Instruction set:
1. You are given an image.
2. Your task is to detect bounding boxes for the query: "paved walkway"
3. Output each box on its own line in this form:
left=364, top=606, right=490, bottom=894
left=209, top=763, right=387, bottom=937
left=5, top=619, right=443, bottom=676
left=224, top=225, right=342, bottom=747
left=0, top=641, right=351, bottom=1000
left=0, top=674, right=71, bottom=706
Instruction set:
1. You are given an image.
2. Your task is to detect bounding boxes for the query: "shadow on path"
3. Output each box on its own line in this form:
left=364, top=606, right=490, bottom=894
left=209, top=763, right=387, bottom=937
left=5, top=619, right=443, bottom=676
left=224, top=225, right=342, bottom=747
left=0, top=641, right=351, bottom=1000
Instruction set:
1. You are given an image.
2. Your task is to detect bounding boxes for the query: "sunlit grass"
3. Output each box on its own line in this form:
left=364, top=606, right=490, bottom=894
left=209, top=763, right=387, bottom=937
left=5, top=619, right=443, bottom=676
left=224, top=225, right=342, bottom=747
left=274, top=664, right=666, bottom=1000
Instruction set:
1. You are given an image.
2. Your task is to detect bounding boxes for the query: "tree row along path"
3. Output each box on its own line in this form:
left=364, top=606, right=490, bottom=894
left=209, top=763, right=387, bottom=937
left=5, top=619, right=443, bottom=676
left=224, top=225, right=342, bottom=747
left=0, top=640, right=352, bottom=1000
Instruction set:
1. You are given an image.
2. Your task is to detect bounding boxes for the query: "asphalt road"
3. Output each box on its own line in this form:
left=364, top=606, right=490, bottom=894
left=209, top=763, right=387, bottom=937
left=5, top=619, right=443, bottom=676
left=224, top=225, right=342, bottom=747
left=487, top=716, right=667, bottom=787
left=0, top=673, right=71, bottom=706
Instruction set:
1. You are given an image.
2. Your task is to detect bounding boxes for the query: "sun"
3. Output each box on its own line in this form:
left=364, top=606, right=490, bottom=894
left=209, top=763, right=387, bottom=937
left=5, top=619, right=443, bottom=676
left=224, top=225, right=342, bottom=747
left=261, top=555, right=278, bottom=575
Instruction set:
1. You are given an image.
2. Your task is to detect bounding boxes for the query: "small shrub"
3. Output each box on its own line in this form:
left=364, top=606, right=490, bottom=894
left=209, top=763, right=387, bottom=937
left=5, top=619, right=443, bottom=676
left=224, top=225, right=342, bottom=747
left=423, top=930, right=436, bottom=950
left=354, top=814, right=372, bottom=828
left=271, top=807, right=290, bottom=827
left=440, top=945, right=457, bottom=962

----------

*Work instruction*: Transcribe every record above exactly as it appears.

*Exercise result*:
Instruction set:
1. You are given an image.
2. Your task is to detect bounding boxes for the query: "paved walkway"
3. Output each box on its own line in this form:
left=364, top=606, right=490, bottom=894
left=209, top=763, right=387, bottom=937
left=5, top=619, right=443, bottom=676
left=224, top=225, right=342, bottom=747
left=0, top=641, right=351, bottom=1000
left=0, top=674, right=71, bottom=706
Instruction set:
1. You are given an image.
2. Your task is to detect bounding boxes for the query: "shadow on path"
3. Output each box on its own line in this form:
left=364, top=606, right=490, bottom=894
left=209, top=763, right=387, bottom=937
left=5, top=619, right=443, bottom=676
left=224, top=225, right=342, bottom=747
left=0, top=641, right=351, bottom=1000
Instruction set:
1. You are given an image.
2. Your task is to detect bounding boxes for the query: "sunlit grass"
3. Output each box on its own line in this form:
left=364, top=606, right=490, bottom=894
left=209, top=763, right=387, bottom=937
left=5, top=619, right=443, bottom=676
left=224, top=225, right=342, bottom=747
left=274, top=664, right=666, bottom=1000
Instruction set:
1. You are given an image.
2. Your task is to detect bounding boxes for the query: "tree row along path"
3. Output each box on its own line in this form:
left=364, top=606, right=490, bottom=894
left=209, top=763, right=387, bottom=937
left=5, top=619, right=443, bottom=676
left=224, top=225, right=342, bottom=747
left=0, top=640, right=352, bottom=1000
Instruction set:
1. You are given an image.
2. Your task is to detect bounding boxes for the query: "asphalt road"
3. Output each box on its own line in this form:
left=364, top=606, right=490, bottom=894
left=209, top=763, right=387, bottom=937
left=5, top=619, right=443, bottom=676
left=224, top=225, right=342, bottom=747
left=487, top=716, right=667, bottom=787
left=0, top=673, right=71, bottom=706
Instruction set:
1. You are given an image.
2. Your task is to detect bounding boxes for the query: "sun"
3. Output each box on its own line in this form:
left=364, top=606, right=490, bottom=894
left=209, top=763, right=387, bottom=937
left=5, top=619, right=443, bottom=676
left=224, top=225, right=342, bottom=747
left=261, top=555, right=278, bottom=575
Instruction set:
1. You are given an image.
2. Your task is to detect bounding boxes for the query: "small shrub"
3. Output each box on its own line in this form:
left=364, top=606, right=490, bottom=894
left=209, top=763, right=387, bottom=937
left=5, top=619, right=443, bottom=676
left=224, top=225, right=342, bottom=747
left=423, top=930, right=436, bottom=950
left=354, top=814, right=372, bottom=828
left=271, top=807, right=290, bottom=827
left=440, top=945, right=457, bottom=962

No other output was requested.